> _Text_:
Plea Deal in Death of NW Woman
By Henri
E. Cauvin, The Washington
Post
September
10, 2005
A
man who maintains he had nothing to do with a 36-year-old woman's brutal
killing four years ago was convicted yesterday of manslaughter as part of an
unusual plea deal that left just about everyone in the courtroom unsatisfied.
Turning
to face the victim's angry, tearful family in D.C. Superior Court, William B. Hall said that he did not
take the life of Kari Jacobsen, an
on-again, off-again girlfriend. "I wish I could give them closure,"
Hall, 50, said, "but I did not kill Kari."
He
acknowledged that the evidence -- some of it straight from his own mouth --
could have led others to believe that he was Jacobsen's killer. In April, he
entered what is known as an Alford plea. Under such pleas, defendants do not
explicitly admit to crimes but agree that prosecutors have enough evidence to
convict them. Alford pleas are recorded as guilty pleas and have the same legal
effect.
Judge
Robert I. Richter could either accept or reject the plea agreement that Hall
struck with prosecutors -- including the sentence that he would receive.
For
Hall, the agreed-upon sentence was 11 years, far less than he would have served
had he been convicted of the indicted charge, first-degree murder.

> _Given instruction A_: In the plea deal article, what sentence did Hall agree to?
> _Given instruction B_: List every person named in the plea deal article.
> _Given instruction C_: Set down the stretch of the plea deal article from "Plea Deal in" through "the courtroom unsatisfied.".
The entries after this point aren't needed for any task.

> _Stored records_:
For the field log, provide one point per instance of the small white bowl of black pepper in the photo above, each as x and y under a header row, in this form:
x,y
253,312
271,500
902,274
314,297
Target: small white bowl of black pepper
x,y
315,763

> _Correct output A_: 11 years.

> _Correct output B_: Henri E. Cauvin, William B. Hall, Kari Jacobsen, Robert I. Richter

> _Correct output C_:
Plea Deal in Death of NW Woman
By Henri
E. Cauvin, The Washington
Post
September
10, 2005
A
man who maintains he had nothing to do with a 36-year-old woman's brutal
killing four years ago was convicted yesterday of manslaughter as part of an
unusual plea deal that left just about everyone in the courtroom unsatisfied.